- _TRECHO DA PÁGINA_
======

Coisas que não me apetecem

Já foi o tempo que gostava de tudo.

Coisas de criança.

Não via a hora de chegar o Natal. Não dormia de véspera.

Acordava ao nascer do sol, sem que meus pais percebessem, ia a sala desembrulhar os presentes, aqueles a mim destinados.

Ainda me lembro, anos avoam, de quando ganhei aquela linda bicicletinha de rodinhas amarelas.

Aprendi a me desvencilhar delas depois de muitos galos na testa. Foi meu pai que me ensinou a bicicletar por mim mesmo.

Os anos foram passando. E eu crescendo. Não muito. Diga-se de passagem. Quando me olhava no espelho, e media a minha altura, espichava os calcanhares tentando alongar-me a silhueta.

Foram debaldes as tentativas. Atingi a altura de um metro e setenta. A mesma do meu saudoso pai.

======

- _MATERIAL FORNECIDO_
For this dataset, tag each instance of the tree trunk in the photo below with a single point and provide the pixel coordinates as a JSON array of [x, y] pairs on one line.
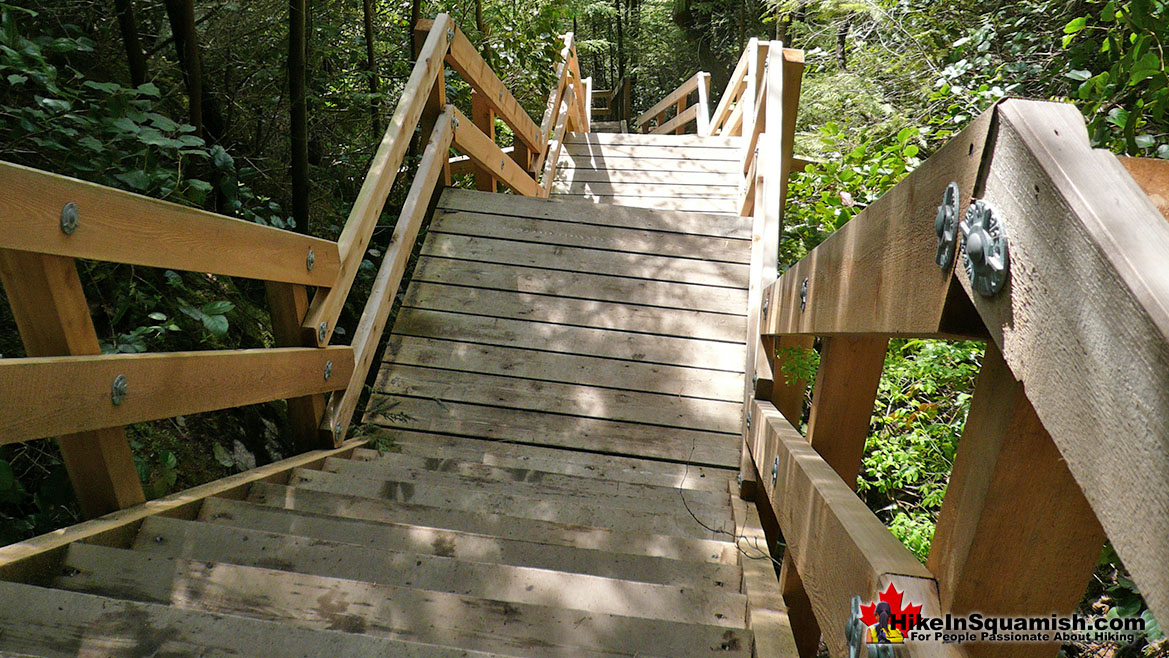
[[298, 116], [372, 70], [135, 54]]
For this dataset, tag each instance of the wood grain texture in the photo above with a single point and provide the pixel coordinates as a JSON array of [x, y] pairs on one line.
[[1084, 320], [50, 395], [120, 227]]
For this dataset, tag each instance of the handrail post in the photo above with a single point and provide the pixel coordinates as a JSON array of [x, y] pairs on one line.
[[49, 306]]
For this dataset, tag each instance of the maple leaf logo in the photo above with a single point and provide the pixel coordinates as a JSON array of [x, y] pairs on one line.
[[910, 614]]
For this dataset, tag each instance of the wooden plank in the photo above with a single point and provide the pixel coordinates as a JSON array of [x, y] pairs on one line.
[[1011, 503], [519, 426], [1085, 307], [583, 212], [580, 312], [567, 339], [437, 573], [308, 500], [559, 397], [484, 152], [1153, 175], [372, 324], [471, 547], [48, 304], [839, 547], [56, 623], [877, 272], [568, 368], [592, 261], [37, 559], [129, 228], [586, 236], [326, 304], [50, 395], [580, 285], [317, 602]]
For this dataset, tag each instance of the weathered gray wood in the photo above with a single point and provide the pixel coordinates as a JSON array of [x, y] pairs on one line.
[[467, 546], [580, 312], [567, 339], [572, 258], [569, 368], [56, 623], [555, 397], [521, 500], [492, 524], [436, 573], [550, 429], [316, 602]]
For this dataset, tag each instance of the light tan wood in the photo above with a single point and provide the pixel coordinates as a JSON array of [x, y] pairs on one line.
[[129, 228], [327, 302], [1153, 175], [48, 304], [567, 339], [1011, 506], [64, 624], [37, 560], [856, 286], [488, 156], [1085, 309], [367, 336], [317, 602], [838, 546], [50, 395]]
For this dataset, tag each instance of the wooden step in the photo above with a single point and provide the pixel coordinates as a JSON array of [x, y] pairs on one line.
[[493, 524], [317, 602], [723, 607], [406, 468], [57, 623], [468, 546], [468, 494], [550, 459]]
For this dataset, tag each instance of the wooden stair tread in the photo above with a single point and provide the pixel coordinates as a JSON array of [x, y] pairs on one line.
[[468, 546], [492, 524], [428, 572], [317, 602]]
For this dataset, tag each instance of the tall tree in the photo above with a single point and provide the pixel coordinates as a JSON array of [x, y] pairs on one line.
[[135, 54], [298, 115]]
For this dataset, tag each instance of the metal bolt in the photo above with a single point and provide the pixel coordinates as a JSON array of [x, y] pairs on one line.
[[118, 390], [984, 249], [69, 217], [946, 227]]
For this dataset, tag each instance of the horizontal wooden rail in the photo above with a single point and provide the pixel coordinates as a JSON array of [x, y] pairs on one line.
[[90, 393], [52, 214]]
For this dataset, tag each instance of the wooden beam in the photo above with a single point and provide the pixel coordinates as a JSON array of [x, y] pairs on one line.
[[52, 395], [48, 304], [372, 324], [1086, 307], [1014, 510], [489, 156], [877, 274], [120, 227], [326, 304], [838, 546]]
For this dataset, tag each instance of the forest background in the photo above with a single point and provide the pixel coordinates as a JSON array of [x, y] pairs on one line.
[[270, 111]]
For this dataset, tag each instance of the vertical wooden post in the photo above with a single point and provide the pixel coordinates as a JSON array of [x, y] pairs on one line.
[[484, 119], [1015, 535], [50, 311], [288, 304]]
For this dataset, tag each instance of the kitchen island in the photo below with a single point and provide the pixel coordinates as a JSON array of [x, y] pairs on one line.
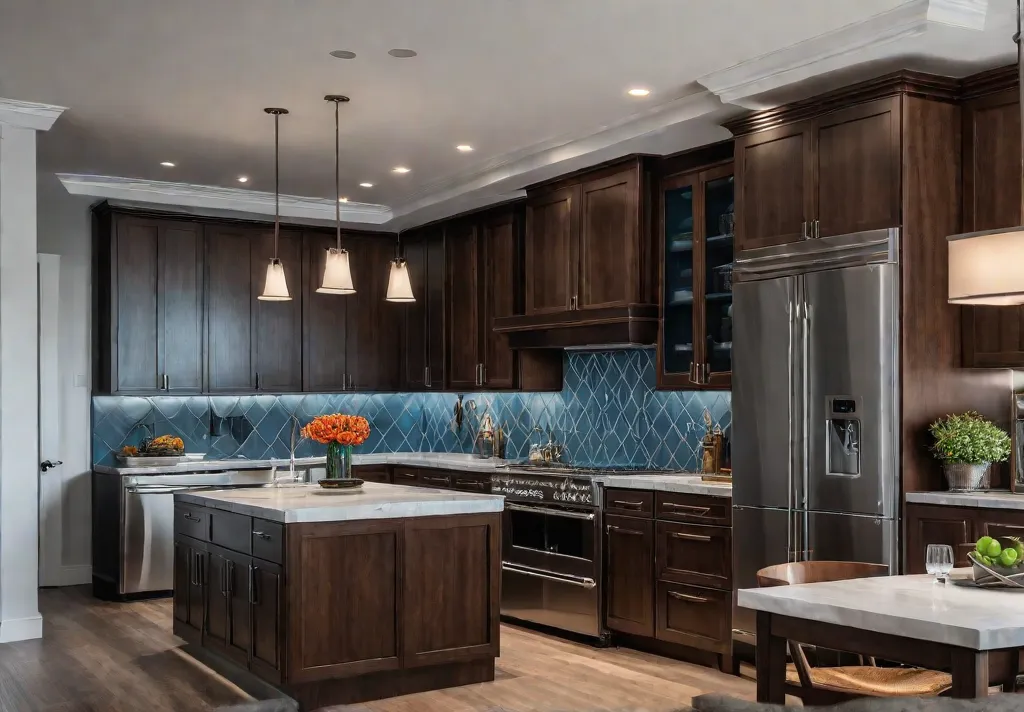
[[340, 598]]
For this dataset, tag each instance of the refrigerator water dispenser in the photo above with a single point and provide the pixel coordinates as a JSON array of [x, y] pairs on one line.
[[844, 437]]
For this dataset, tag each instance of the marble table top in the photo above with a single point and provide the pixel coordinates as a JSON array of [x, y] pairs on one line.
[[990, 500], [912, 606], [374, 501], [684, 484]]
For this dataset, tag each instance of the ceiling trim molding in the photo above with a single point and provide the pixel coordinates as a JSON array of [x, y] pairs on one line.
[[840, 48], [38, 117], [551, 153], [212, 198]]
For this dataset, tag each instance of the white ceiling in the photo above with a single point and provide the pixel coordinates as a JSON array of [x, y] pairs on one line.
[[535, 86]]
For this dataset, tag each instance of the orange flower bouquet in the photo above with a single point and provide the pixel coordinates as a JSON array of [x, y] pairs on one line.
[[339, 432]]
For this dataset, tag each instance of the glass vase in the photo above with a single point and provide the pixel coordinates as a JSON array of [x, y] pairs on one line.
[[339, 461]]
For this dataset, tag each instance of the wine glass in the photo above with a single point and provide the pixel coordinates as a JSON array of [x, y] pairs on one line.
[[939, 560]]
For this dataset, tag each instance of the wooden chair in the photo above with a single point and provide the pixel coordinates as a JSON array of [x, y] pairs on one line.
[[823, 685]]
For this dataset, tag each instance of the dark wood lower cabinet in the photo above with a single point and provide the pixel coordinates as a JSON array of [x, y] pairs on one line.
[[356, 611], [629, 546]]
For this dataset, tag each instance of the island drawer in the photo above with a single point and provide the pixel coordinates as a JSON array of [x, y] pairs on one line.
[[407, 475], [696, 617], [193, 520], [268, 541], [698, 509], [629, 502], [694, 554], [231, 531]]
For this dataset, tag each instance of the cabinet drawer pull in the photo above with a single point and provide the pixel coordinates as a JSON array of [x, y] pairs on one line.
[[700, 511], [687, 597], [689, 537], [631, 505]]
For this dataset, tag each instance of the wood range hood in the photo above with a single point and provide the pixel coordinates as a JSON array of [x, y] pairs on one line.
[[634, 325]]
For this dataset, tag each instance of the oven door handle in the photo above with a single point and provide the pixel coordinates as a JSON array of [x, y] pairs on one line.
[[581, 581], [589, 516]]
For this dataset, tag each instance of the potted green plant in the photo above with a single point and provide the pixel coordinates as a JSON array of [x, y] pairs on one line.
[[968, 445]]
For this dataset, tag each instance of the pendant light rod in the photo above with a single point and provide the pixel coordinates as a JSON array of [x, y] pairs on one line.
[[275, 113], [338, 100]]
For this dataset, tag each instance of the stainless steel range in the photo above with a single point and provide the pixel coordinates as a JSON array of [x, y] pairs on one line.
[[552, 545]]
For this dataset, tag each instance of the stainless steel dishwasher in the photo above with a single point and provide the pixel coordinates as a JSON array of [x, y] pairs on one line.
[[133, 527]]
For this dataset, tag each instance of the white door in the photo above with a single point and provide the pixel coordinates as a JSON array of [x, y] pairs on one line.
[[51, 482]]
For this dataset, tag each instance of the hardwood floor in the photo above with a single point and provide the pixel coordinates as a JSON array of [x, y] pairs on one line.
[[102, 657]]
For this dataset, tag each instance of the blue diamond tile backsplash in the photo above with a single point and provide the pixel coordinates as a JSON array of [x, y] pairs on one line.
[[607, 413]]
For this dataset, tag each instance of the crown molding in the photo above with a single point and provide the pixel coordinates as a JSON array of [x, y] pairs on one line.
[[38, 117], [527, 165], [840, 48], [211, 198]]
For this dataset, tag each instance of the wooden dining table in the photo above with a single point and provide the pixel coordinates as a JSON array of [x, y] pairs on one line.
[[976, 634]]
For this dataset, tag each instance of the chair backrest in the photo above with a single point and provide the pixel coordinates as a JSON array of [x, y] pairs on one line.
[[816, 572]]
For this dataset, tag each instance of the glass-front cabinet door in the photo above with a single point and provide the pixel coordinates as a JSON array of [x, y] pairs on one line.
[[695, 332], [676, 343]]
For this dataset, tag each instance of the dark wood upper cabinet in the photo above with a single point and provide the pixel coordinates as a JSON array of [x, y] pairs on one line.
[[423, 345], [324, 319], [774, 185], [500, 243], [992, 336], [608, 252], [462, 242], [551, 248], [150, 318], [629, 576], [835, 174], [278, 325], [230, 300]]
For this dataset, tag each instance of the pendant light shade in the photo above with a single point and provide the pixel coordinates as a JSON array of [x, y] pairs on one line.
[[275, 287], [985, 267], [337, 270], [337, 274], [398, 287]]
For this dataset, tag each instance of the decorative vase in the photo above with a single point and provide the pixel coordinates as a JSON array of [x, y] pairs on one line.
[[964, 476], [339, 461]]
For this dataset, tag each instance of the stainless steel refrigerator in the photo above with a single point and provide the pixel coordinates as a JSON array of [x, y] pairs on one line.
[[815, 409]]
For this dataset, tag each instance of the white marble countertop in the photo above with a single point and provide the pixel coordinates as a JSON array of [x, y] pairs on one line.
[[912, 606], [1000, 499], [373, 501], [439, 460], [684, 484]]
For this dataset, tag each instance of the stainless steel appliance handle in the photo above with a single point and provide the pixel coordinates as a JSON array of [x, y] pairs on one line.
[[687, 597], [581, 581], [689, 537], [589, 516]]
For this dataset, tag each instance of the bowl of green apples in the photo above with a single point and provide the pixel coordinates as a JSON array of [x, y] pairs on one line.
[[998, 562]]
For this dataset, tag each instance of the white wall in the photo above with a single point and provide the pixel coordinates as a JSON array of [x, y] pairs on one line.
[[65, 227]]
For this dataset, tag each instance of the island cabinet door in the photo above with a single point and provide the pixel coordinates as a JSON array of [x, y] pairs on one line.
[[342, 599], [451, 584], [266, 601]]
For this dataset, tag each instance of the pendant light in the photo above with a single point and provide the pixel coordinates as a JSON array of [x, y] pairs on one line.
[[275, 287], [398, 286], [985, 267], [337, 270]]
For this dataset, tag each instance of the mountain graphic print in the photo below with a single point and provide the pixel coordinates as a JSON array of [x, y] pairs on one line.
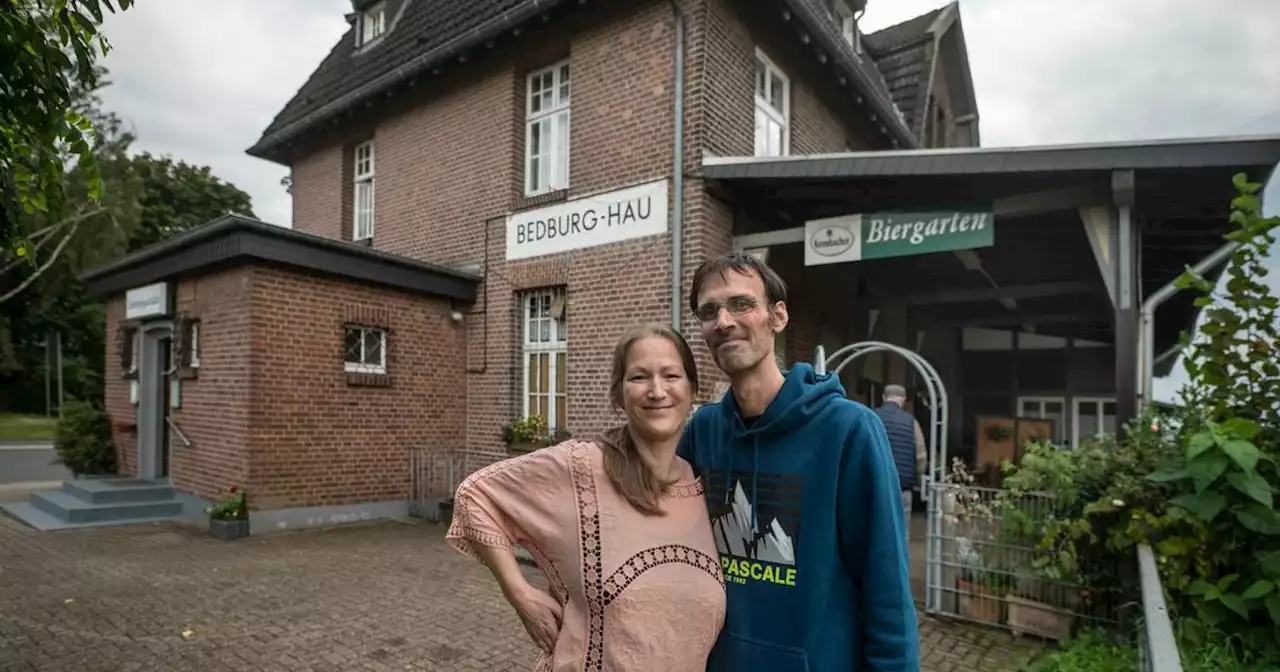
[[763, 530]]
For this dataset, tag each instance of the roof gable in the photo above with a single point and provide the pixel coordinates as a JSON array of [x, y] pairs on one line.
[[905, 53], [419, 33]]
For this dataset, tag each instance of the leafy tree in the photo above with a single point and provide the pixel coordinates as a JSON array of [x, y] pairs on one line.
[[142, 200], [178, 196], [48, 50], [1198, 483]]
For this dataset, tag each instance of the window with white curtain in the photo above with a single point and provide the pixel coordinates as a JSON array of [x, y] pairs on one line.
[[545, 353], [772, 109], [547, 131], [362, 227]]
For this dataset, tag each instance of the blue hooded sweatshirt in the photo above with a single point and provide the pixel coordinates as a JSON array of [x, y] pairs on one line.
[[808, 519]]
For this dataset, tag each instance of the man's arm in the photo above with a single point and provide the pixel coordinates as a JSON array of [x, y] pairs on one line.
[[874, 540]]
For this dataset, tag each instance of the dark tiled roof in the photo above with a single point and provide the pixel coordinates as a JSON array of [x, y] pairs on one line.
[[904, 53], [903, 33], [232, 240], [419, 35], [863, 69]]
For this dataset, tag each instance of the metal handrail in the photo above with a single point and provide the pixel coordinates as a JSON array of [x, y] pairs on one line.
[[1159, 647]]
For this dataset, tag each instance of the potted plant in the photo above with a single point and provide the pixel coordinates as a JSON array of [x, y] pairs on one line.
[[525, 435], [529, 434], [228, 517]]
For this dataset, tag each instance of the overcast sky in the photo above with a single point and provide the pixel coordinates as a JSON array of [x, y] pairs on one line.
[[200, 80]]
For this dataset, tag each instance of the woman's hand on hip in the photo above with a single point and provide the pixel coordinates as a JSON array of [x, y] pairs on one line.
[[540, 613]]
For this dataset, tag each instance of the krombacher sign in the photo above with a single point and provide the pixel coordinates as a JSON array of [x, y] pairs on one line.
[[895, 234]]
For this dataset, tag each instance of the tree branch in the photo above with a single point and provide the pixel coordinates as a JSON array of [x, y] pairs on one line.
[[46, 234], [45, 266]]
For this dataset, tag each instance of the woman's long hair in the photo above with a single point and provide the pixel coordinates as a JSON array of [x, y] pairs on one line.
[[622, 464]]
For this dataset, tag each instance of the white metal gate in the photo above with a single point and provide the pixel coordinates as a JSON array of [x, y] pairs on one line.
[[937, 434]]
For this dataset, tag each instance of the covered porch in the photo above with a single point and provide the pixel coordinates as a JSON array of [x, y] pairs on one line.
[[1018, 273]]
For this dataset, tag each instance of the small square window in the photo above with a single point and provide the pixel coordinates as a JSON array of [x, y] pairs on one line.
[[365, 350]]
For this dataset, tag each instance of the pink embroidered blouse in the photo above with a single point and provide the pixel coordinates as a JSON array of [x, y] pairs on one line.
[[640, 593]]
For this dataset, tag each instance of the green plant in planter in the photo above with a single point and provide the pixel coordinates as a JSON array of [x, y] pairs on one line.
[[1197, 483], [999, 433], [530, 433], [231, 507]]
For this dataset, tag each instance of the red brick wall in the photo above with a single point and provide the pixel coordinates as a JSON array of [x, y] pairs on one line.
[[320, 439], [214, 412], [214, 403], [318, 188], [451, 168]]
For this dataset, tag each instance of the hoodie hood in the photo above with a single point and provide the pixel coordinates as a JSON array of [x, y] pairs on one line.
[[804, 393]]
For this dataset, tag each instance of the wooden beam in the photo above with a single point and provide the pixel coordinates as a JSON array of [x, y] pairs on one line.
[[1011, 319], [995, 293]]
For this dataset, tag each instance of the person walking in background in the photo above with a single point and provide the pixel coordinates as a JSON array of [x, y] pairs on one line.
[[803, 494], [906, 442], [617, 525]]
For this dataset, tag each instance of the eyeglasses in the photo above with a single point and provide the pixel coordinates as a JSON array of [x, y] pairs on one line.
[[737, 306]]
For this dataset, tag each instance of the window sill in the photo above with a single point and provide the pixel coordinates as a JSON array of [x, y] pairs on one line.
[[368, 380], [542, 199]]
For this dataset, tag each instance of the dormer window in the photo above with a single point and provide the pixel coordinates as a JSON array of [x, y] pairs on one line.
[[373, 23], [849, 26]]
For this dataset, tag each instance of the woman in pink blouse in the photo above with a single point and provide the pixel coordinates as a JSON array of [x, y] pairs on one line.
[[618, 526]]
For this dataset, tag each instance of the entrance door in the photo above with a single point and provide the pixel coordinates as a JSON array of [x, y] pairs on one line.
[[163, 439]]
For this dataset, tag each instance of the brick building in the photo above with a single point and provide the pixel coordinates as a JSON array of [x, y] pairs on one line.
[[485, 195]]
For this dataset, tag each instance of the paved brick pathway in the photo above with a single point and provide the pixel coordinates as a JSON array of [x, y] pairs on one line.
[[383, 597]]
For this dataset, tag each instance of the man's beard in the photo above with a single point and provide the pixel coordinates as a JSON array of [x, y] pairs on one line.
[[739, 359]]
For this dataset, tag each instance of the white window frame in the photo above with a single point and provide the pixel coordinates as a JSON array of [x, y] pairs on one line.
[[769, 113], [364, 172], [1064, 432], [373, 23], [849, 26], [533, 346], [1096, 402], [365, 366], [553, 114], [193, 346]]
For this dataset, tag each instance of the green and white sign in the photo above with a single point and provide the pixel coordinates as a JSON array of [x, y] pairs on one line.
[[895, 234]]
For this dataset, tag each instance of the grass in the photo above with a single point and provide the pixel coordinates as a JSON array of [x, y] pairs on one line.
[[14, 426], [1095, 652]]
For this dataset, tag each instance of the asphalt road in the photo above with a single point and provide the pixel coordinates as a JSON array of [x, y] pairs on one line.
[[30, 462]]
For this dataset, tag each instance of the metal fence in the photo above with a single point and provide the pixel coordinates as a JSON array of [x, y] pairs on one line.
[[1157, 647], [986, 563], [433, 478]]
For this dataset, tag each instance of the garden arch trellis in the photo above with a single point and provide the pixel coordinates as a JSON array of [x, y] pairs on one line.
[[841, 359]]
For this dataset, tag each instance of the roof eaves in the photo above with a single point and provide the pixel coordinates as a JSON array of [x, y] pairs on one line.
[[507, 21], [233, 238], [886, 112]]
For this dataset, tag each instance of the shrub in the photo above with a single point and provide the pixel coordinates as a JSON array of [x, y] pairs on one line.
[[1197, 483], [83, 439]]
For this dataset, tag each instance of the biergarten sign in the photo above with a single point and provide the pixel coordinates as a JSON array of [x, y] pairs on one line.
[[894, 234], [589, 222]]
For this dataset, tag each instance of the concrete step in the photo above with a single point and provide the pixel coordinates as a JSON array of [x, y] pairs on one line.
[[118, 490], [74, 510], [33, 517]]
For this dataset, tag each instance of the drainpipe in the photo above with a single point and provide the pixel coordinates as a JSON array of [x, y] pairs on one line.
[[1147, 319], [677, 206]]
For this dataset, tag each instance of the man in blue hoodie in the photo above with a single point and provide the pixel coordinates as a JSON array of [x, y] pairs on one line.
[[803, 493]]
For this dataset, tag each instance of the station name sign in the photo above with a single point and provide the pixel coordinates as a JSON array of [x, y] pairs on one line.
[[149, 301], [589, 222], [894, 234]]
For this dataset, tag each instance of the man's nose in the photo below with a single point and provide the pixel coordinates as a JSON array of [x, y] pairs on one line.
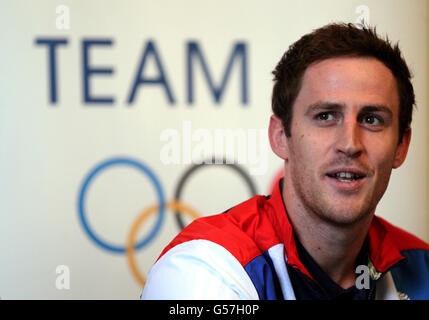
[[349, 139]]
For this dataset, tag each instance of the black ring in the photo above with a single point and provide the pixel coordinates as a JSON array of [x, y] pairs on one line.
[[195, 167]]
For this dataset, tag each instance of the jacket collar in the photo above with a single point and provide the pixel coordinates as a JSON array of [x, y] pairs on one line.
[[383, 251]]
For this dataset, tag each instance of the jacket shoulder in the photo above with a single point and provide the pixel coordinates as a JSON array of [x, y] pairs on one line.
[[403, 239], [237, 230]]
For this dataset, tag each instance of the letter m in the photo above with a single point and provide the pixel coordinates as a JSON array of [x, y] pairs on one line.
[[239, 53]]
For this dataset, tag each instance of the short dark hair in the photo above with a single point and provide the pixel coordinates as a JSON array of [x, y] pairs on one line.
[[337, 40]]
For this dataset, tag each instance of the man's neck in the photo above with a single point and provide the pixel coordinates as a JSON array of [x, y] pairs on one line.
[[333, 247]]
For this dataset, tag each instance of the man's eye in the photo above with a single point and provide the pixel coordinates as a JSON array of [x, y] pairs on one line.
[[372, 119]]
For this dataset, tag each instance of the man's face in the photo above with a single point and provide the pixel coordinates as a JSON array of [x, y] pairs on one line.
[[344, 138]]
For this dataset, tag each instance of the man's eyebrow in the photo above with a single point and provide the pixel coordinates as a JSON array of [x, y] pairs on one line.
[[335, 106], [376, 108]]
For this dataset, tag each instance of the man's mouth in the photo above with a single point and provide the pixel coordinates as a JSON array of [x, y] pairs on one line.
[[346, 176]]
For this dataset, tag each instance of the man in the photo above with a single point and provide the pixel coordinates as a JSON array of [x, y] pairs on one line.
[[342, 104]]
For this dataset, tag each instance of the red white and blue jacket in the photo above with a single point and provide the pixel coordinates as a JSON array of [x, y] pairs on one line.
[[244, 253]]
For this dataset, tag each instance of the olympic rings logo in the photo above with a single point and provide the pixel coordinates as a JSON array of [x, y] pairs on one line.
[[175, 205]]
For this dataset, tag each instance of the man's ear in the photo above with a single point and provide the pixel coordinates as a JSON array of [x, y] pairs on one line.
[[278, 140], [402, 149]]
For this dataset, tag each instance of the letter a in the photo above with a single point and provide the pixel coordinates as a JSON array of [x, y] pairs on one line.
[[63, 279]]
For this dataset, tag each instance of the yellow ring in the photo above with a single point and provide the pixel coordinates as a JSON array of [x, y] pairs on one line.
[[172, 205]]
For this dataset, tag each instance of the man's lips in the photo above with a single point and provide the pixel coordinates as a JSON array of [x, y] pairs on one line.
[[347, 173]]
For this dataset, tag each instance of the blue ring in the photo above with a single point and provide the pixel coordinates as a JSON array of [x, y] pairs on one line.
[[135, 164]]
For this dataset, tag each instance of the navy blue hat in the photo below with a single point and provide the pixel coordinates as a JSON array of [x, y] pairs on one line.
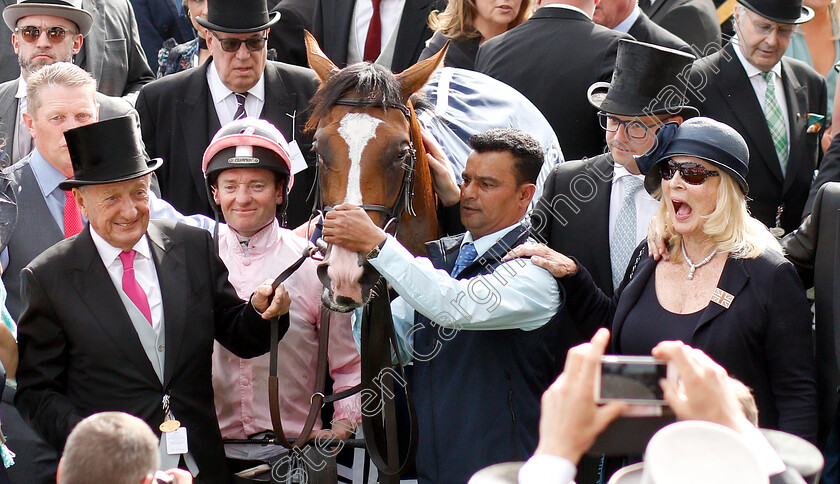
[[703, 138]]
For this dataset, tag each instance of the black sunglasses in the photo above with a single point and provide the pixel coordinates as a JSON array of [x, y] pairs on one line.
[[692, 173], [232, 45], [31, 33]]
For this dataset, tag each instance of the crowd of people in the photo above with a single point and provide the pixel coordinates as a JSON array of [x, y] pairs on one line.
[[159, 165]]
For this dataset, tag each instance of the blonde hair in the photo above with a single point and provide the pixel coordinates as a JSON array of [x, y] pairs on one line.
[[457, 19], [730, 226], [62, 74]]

======

- _INSTRUÇÕES DO EXERCÍCIO_
Extraia o trecho da página acima inteiro, do título à última frase, sem mudar nada.

- _TAREFA CONCLUÍDA_
Coisas que não me apetecem

Já foi o tempo que gostava de tudo.

Coisas de criança.

Não via a hora de chegar o Natal. Não dormia de véspera.

Acordava ao nascer do sol, sem que meus pais percebessem, ia a sala desembrulhar os presentes, aqueles a mim destinados.

Ainda me lembro, anos avoam, de quando ganhei aquela linda bicicletinha de rodinhas amarelas.

Aprendi a me desvencilhar delas depois de muitos galos na testa. Foi meu pai que me ensinou a bicicletar por mim mesmo.

Os anos foram passando. E eu crescendo. Não muito. Diga-se de passagem. Quando me olhava no espelho, e media a minha altura, espichava os calcanhares tentando alongar-me a silhueta.

Foram debaldes as tentativas. Atingi a altura de um metro e setenta. A mesma do meu saudoso pai.